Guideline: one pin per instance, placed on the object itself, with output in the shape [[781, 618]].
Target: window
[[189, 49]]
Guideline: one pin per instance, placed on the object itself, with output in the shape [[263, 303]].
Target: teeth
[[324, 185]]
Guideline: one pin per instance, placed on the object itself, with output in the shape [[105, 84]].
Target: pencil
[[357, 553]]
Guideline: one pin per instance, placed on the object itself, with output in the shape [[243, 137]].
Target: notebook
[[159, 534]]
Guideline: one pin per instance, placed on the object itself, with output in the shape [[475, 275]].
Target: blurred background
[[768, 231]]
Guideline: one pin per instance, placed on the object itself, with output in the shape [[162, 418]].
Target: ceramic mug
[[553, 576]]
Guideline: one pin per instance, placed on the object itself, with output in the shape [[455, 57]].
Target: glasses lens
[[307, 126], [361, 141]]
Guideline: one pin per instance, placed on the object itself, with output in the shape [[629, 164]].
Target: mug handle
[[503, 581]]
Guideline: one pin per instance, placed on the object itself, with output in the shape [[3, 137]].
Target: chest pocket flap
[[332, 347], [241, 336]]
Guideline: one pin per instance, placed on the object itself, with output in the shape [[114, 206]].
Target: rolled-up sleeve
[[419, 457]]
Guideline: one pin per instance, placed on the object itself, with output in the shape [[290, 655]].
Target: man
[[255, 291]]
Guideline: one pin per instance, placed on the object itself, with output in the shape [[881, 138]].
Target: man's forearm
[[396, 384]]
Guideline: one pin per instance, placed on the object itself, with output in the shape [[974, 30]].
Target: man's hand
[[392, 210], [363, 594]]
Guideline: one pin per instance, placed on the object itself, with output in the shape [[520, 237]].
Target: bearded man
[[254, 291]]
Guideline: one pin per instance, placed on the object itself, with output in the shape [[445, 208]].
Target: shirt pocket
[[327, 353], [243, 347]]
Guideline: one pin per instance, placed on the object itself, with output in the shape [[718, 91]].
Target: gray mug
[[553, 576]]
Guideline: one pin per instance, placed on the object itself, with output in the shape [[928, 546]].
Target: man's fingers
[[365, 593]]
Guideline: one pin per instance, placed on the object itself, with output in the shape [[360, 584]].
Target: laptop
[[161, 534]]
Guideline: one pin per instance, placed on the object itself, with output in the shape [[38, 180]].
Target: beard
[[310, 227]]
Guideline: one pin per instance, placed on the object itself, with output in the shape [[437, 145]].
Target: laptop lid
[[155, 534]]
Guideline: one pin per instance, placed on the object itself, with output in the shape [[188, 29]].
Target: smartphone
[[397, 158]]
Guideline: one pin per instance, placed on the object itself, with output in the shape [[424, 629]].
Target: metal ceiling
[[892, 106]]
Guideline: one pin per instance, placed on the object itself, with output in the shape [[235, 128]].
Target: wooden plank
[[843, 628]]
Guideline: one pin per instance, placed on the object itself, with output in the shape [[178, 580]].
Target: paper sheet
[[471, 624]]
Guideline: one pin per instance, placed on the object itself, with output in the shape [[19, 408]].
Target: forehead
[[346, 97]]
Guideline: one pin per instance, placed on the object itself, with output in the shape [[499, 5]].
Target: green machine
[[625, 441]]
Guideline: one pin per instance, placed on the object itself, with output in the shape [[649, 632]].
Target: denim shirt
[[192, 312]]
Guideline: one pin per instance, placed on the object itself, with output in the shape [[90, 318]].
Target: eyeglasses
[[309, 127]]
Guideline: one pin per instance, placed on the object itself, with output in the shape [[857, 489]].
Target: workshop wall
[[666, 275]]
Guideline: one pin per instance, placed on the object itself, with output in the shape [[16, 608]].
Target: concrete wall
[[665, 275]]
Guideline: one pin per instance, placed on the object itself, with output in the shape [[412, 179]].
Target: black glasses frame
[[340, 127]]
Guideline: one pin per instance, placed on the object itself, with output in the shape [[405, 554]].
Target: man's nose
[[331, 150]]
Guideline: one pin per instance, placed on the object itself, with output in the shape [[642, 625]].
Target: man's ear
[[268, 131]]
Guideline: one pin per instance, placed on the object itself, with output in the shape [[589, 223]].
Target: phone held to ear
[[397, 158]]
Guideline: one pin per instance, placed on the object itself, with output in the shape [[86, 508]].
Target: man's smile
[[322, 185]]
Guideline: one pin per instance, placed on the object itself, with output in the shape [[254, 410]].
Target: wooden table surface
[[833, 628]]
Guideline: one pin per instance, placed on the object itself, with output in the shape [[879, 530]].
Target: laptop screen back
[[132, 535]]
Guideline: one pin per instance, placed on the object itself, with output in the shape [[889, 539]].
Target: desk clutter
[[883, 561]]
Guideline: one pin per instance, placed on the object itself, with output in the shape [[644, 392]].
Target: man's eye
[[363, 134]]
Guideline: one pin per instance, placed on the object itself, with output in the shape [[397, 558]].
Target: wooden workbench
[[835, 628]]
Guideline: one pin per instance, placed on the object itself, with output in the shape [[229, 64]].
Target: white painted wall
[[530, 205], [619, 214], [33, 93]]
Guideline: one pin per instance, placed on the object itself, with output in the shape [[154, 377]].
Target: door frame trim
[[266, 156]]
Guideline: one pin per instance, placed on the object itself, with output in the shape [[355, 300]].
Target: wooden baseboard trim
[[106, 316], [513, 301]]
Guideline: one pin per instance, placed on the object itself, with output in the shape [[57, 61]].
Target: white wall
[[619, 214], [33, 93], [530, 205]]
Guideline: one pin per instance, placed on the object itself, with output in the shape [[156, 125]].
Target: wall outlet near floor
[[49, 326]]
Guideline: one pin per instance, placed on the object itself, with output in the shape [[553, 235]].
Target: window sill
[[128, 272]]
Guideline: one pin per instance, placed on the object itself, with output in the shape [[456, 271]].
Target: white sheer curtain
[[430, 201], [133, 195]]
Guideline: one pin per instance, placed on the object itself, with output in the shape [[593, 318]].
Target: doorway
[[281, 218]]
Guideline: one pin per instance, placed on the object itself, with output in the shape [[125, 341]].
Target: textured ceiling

* [What the task asks]: Reproduce all of the data exactly as given.

* [Task result]:
Guideline: one pin per instance, placed on the object itself, with output in the shape [[781, 618]].
Target: window
[[189, 49]]
Guideline: one pin per instance, placed on the object itself, with output in the shape [[263, 303]].
Target: teeth
[[324, 185]]
Guideline: one pin per instance, placed on the object itself, with output in the shape [[105, 84]].
Target: pencil
[[357, 553]]
Guideline: one pin per instance, placed on the object itself, with output in the shape [[243, 137]].
Target: notebook
[[159, 534]]
Guideline: one pin per instance, placed on the object itself, with output in the shape [[475, 275]].
Target: blurred background
[[768, 231]]
Guideline: one pin per instance, placed on the object itself, with output in the shape [[162, 418]].
Target: ceramic mug
[[553, 576]]
Guideline: one pin per instance, placed on the object itself, with output in the shape [[455, 57]].
Target: glasses lens
[[307, 126], [361, 141]]
Guideline: one pin per instance, placed on the object itself, with output in the shape [[629, 164]].
Target: mug handle
[[503, 581]]
Guideline: one pin per instance, placed on the object itself, with output in the shape [[3, 137]].
Target: chest pocket flap
[[332, 347], [241, 336]]
Guideline: one pin per instance, placed on the object itself, with output in the shape [[114, 206]].
Target: rolled-up sleeve
[[419, 457]]
Guideline: one pin per instance, placed on the object itself, with output in the shape [[290, 655]].
Target: man
[[255, 291]]
Guideline: one pin per instance, placed on the object itself, with output in the shape [[881, 138]].
Target: man's forearm
[[396, 384]]
Guideline: one pin per instance, placed on the object itself, with output in the shape [[974, 30]].
Target: man's hand
[[392, 210], [363, 594]]
Guideline: one pin per instance, placed on the object itself, with output in the shape [[520, 237]].
Target: bearded man
[[254, 291]]
Guideline: one pin per instance, placed on the object itself, with output in the shape [[445, 208]].
Target: shirt pocket
[[327, 353], [243, 347]]
Guideline: one pin per instance, placed on the object itself, with output in the shape [[718, 91]].
Target: gray mug
[[553, 576]]
Guideline: one pin per instance, placed on the object itself, with output in the shape [[928, 546]].
Target: man's fingers
[[365, 593]]
Guideline: one pin per instance, placed on the object itself, with output in the shape [[360, 584]].
Target: laptop
[[161, 534]]
Guideline: one pin per instance, placed on the object itself, with output in the shape [[38, 180]].
Target: beard
[[310, 227]]
Guideline: one pin per instance, placed on the object itself, with output in the shape [[437, 145]].
Target: laptop lid
[[155, 534]]
Guideline: one pin per instance, placed on the object itself, with output in the shape [[188, 29]].
Target: smartphone
[[397, 158]]
Guideline: one pin per instance, placed on the object itself, with output in the shape [[424, 629]].
Target: metal ceiling
[[892, 106]]
Guideline: one pin per instance, placed on the object itself, with output in the shape [[235, 128]].
Target: wooden plank
[[843, 628]]
Guideline: one pin per instance, placed on the object itself, with output in the shape [[178, 580]].
Target: paper sheet
[[471, 624]]
Guideline: one pin per instance, placed on the object itself, with output in the shape [[19, 408]].
Target: forehead
[[346, 97]]
Guideline: one pin per instance, placed on the object itself, with output in the shape [[499, 5]].
Target: green machine
[[625, 441]]
Guideline: one pin per instance, placed on the object itself, with output in the shape [[649, 632]].
Target: denim shirt
[[192, 312]]
Guideline: one pin per instance, placed on the object itself, with output in the shape [[90, 318]].
Target: eyeglasses
[[309, 127]]
Guideline: one pin per instance, placed on the object itself, with output in the shape [[857, 489]].
Target: workshop wall
[[666, 275]]
Guideline: one pin per instance, placed on the object itself, with output in the shape [[16, 608]].
Target: concrete wall
[[665, 275]]
Guideline: one pin per instance, placed on the object itself, with output in the shape [[412, 179]].
Target: black glasses frame
[[340, 127]]
Guideline: one pin per instance, placed on the object itself, with output in the shape [[405, 554]].
Target: man's nose
[[331, 150]]
Guideline: one pin per instance, placed on the object itself, with output in the shape [[642, 625]].
Target: man's ear
[[268, 131]]
Guideline: one pin per instance, placed on the object itself, with output in the shape [[589, 223]].
Target: phone held to ear
[[397, 158]]
Guideline: one pin per instance, placed on the object itself, with output in the shape [[86, 508]].
Target: man's smile
[[322, 185]]
Guideline: one pin per instance, placed on the object itself, with output in the shape [[254, 410]].
Target: wooden table surface
[[833, 628]]
Guideline: one pin per instance, placed on the object itself, with output in the shape [[879, 530]].
Target: laptop screen back
[[132, 535]]
Guideline: one pin per instance, placed on the object itself, with output in the shape [[889, 539]].
Target: desk clutter
[[883, 561]]
Guideline: one pin per instance, placed on the object itself, with output in the shape [[644, 392]].
Target: man's eye
[[363, 134]]
Guideline: one pin per instance, placed on the object itself, with output in the shape [[397, 558]].
Target: wooden workbench
[[835, 628]]
Guideline: one pin per instance, placed on the object itself, with output in the shape [[229, 64]].
Target: white painted wall
[[530, 205], [619, 214], [33, 93]]
Guideline: one pin per instance, placed on the object itself, with output in the shape [[154, 377]].
Target: door frame trim
[[266, 156]]
Guideline: one pin per instance, placed on the object itself, with output in the shape [[355, 300]].
Target: wooden baseboard trim
[[106, 316], [513, 301]]
Guideline: one pin per instance, placed on the object itself, with output in the shape [[57, 61]].
Target: white wall
[[619, 214], [33, 93], [530, 205]]
Guideline: one pin per instance, placed on the object itself, with output in the shape [[156, 125]].
Target: wall outlet near floor
[[49, 326]]
Guideline: one pin per instance, placed on the object itself, with output in the shape [[553, 235]].
Target: window sill
[[128, 272]]
Guideline: one pin per instance, placed on the object itself, with output in the shape [[456, 271]].
Target: white sheer curtain
[[430, 201], [133, 195]]
Guideline: one pin per instance, placed on the object itself, with output in the shape [[593, 318]].
Target: doorway
[[281, 218]]
Guideline: one pin per instance, placed on the object itself, with output in the shape [[125, 341]].
Target: textured ceiling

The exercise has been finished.